** START **

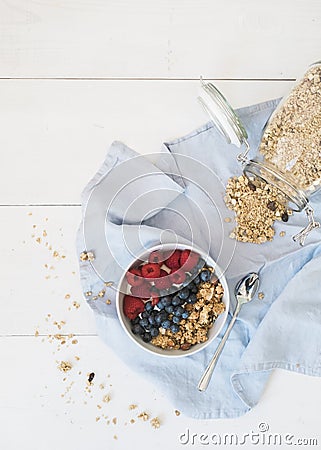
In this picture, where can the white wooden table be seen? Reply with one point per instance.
(75, 75)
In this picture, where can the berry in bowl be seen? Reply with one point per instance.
(173, 301)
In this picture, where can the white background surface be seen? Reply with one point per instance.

** END **

**SET PROBLEM:** Leave every image out, and retype the material exactly.

**SOLVED PROBLEM:**
In this picture, where can the white wooden table be seen? Reply with one point per instance.
(75, 75)
In this picture, where can the berry in bowl be seen? Reply with one point per instance.
(173, 301)
In this picture, where can the white background surface be seen? Reply with one point per instance.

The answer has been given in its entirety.